**PROBLEM TO WORK ON:**
Write out the lines of the records below exactly as they appear, starting at the line that contains "Expected: for every instance of the blue plastic" and ending at the line that contains "x=710 y=533", with both of those lines included. Leave the pictures out.

[begin RECORDED INFORMATION]

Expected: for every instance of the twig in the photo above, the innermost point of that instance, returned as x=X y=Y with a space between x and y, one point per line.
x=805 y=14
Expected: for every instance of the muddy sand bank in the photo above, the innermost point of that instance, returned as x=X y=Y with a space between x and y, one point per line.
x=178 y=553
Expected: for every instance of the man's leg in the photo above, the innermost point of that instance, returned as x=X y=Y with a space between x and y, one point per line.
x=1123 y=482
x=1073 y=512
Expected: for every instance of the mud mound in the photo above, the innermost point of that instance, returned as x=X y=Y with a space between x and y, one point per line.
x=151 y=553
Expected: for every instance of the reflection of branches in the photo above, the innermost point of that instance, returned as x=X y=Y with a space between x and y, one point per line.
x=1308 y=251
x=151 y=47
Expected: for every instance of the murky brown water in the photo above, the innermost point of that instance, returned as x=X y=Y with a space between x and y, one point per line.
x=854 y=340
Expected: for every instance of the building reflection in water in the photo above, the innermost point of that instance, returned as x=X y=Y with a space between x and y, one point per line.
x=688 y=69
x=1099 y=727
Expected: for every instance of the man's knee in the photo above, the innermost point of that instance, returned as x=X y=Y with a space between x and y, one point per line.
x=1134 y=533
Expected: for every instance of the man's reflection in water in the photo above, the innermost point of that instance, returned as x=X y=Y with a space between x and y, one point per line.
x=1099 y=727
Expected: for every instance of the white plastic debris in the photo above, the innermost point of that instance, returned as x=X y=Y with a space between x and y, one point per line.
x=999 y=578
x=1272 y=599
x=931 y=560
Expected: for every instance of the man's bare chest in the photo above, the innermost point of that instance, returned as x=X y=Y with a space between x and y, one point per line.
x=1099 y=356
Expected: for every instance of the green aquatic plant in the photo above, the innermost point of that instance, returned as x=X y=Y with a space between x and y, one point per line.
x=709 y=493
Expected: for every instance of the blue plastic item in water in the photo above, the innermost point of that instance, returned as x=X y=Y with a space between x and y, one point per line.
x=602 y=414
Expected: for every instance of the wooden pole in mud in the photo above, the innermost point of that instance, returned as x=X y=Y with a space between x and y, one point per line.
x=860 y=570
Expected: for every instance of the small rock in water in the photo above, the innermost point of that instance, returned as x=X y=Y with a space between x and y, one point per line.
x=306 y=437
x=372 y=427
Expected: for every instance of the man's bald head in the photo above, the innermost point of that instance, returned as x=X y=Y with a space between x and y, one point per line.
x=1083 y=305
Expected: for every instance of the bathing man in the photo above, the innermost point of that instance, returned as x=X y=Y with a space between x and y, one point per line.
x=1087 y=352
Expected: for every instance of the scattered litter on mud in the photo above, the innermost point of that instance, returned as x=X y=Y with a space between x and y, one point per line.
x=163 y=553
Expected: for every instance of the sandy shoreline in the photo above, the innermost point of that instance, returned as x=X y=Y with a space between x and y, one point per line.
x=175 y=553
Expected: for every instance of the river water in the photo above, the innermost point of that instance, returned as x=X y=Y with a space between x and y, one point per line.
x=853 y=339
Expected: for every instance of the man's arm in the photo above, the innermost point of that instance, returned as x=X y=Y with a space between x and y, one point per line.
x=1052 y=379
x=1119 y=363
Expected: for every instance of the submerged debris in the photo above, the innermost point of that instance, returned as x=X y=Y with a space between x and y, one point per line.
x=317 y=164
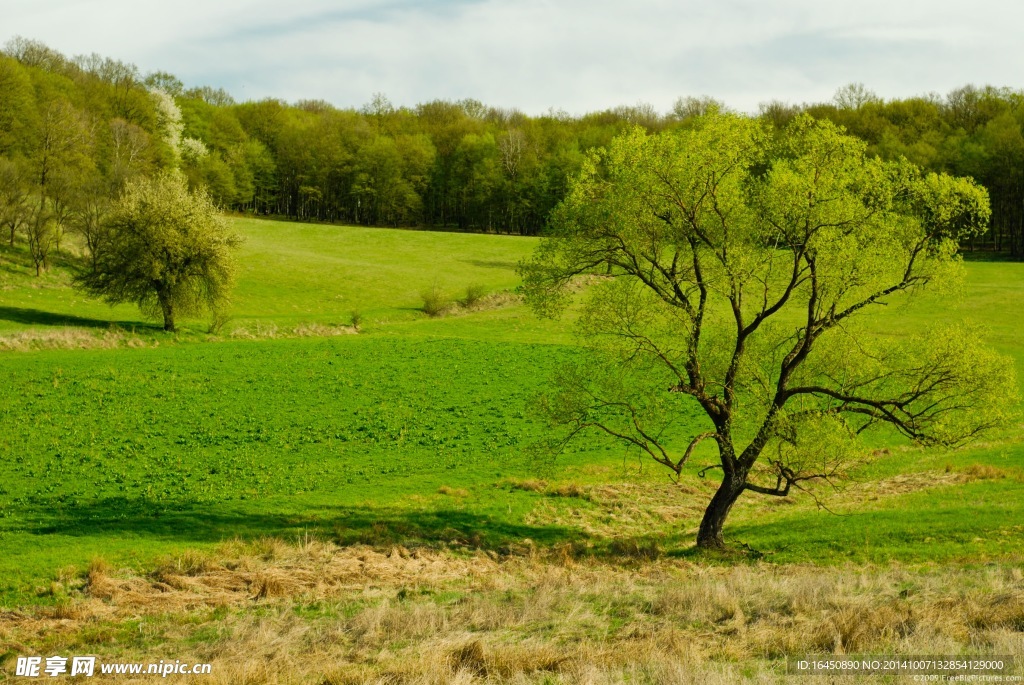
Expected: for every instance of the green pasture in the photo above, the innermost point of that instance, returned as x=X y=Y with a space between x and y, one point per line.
x=416 y=431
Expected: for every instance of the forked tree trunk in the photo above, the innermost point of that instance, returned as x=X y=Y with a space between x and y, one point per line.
x=710 y=533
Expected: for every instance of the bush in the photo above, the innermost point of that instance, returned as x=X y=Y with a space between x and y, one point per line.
x=474 y=294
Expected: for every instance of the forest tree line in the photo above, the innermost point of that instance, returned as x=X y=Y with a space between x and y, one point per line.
x=73 y=131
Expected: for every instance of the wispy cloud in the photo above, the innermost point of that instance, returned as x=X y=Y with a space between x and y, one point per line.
x=538 y=53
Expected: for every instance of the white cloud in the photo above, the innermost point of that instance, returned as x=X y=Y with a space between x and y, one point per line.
x=539 y=53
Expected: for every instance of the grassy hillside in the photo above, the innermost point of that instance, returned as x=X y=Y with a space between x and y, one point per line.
x=154 y=450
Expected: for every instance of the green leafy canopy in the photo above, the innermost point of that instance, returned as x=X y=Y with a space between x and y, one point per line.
x=736 y=266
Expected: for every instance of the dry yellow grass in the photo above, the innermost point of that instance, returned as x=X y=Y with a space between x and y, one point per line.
x=315 y=612
x=70 y=338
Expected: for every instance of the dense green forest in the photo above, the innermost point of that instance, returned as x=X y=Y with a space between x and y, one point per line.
x=73 y=131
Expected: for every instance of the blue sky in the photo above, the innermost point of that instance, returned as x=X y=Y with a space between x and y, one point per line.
x=540 y=54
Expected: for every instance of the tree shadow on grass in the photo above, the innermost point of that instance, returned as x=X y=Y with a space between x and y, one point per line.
x=39 y=317
x=201 y=522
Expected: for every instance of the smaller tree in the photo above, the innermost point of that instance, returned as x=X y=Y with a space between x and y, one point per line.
x=165 y=248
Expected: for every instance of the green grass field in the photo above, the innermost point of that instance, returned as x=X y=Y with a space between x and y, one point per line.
x=414 y=432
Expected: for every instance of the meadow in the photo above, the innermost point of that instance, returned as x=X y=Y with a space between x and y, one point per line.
x=336 y=468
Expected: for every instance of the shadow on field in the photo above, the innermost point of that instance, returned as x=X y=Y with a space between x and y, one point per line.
x=40 y=317
x=202 y=522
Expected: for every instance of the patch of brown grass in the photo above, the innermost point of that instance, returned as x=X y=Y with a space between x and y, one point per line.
x=70 y=338
x=985 y=472
x=315 y=612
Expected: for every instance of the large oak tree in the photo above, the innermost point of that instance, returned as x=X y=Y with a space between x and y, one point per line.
x=737 y=267
x=165 y=248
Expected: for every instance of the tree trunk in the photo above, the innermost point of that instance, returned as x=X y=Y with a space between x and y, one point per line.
x=710 y=534
x=168 y=309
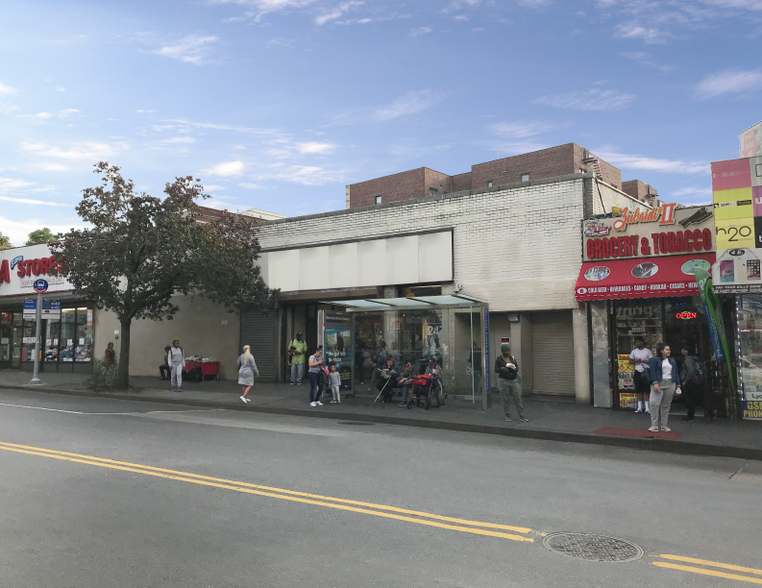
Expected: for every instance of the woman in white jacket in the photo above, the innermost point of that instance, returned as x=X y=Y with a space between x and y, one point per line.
x=247 y=369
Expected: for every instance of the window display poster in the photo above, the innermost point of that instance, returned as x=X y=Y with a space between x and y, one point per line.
x=626 y=371
x=628 y=400
x=752 y=410
x=337 y=345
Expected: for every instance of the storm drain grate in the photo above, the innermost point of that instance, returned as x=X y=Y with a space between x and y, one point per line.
x=592 y=547
x=355 y=423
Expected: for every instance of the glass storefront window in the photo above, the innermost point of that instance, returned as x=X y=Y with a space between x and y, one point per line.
x=52 y=331
x=750 y=346
x=84 y=335
x=68 y=335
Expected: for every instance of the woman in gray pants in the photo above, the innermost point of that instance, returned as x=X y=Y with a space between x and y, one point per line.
x=666 y=383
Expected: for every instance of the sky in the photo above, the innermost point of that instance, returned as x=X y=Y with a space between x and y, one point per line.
x=279 y=104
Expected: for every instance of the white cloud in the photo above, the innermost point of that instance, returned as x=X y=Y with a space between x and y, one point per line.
x=227 y=169
x=410 y=103
x=32 y=202
x=191 y=49
x=337 y=12
x=18 y=231
x=595 y=99
x=650 y=36
x=86 y=151
x=643 y=58
x=524 y=129
x=420 y=31
x=315 y=147
x=7 y=90
x=732 y=81
x=179 y=140
x=11 y=185
x=259 y=8
x=626 y=161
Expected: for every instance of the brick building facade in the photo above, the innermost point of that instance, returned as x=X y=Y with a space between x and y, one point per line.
x=546 y=163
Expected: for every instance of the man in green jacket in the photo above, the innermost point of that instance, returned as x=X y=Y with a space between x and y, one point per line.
x=509 y=382
x=297 y=352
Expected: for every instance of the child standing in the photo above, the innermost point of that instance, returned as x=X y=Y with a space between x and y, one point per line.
x=335 y=380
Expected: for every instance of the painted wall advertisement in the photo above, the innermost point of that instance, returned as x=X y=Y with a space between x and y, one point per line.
x=337 y=344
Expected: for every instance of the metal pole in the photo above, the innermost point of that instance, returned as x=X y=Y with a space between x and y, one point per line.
x=473 y=367
x=38 y=311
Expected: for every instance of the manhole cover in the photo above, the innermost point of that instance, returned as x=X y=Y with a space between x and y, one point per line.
x=356 y=423
x=592 y=547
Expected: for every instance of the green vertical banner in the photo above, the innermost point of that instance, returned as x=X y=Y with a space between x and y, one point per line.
x=716 y=325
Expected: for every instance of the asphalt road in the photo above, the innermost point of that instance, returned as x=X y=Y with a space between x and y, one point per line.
x=101 y=493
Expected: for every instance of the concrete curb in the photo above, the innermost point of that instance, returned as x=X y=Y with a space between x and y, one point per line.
x=652 y=444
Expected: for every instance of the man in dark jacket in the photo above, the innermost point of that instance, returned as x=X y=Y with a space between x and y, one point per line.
x=509 y=382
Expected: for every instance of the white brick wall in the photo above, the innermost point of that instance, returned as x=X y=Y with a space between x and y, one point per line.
x=517 y=247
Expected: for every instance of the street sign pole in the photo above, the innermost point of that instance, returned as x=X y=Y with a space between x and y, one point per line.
x=40 y=286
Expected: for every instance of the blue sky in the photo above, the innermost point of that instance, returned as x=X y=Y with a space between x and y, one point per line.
x=278 y=104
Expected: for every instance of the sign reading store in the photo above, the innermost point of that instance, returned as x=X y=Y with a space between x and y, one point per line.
x=664 y=230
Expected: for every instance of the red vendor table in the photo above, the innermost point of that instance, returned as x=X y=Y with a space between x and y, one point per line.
x=208 y=368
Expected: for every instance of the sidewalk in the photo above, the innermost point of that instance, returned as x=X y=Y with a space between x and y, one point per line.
x=550 y=419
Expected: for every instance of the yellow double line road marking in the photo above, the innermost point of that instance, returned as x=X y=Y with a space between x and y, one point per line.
x=379 y=510
x=709 y=572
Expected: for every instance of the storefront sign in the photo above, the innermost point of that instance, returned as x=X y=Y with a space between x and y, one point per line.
x=737 y=195
x=738 y=271
x=751 y=410
x=22 y=266
x=627 y=236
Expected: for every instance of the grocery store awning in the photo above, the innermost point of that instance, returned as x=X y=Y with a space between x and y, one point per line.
x=653 y=277
x=413 y=302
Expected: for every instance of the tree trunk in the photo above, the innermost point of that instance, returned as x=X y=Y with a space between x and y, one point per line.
x=123 y=373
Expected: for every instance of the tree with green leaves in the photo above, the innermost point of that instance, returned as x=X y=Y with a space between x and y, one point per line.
x=140 y=250
x=43 y=235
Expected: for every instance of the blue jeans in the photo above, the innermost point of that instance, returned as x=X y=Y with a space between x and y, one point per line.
x=314 y=393
x=297 y=369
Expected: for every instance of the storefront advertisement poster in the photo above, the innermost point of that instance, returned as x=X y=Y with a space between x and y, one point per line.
x=337 y=345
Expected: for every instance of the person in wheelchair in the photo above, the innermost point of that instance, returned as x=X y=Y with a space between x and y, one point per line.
x=387 y=380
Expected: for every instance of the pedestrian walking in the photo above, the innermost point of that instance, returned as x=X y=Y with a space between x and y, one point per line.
x=164 y=367
x=693 y=377
x=176 y=362
x=315 y=364
x=509 y=382
x=247 y=369
x=335 y=379
x=640 y=357
x=297 y=350
x=666 y=383
x=110 y=354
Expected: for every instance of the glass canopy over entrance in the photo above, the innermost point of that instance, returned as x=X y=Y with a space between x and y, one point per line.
x=450 y=329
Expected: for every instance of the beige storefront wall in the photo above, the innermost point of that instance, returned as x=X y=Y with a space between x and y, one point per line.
x=203 y=328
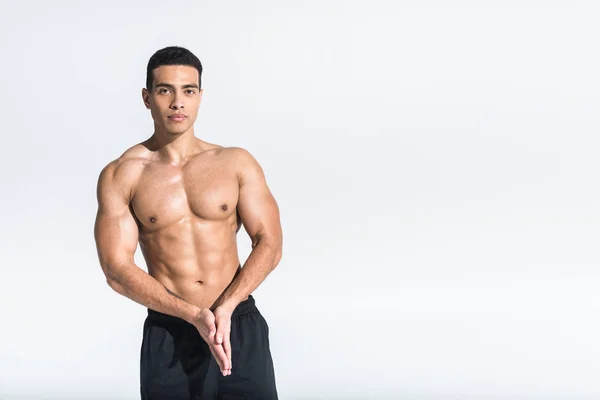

[end RECORDED INFORMATION]

**SOLUTION FOR THIS PROBLEM:**
Expected: for every instance of the blue plastic item in water in the photo above, the innermost point of that instance, returned as x=X y=Y with a space between x and y, one point per line.
x=602 y=414
Expected: for every instance of the wooden pole in mud in the photo above, the innermost point of that instance, returned as x=X y=Y with a space between x and y, one point per line.
x=860 y=570
Expected: for every instance of the small rock in water in the photo above, the innermost point of that instance, returned as x=X y=Y with a space between x and y, one point per line.
x=306 y=437
x=372 y=427
Expected: for every instance of the man's bald head in the photo above, the innermost point of that instance, returned as x=X y=Y with a space between x and y, one point per line.
x=1083 y=305
Expected: for every instance of the bathing man in the photo above, the innermost point of that instance, returned as x=X y=Y with a space between x and y, one point per line.
x=1087 y=352
Expected: for every instance of the scattered litter on mud in the photo above, the innermost point of that instance, returned as x=X y=Y with a space between x and y, one point per line.
x=163 y=553
Expected: for every instance of the sandy shoreline in the photo above, the innermost point of that instance, returned as x=X y=Y with a space between x and y, one point per line.
x=175 y=553
Expected: for every instance of the river water in the photo above, the innermost point of that instance, returned as x=X y=Y with a space between x and y, one point per line.
x=853 y=339
Expected: for every instance of the man's arm in the photo above, the innermost point of that instance, returned as x=X y=Y with a space between x and y, one point per line.
x=1052 y=379
x=1119 y=363
Expected: for every instance of the submerged debris in the photo above, the innermost point of that instance, returned as x=X y=Y with a space between x and y, one point per line.
x=317 y=164
Expected: for every instance of the green pasture in the photo above, the innermost point of that instance, returned as x=X y=Y with a space between x and y, one point per line.
x=416 y=431
Expected: for every instance of the forked tree trunk in the photo above, the innermost point of that instance, returned as x=X y=Y with a space between x and y, one point per line.
x=710 y=533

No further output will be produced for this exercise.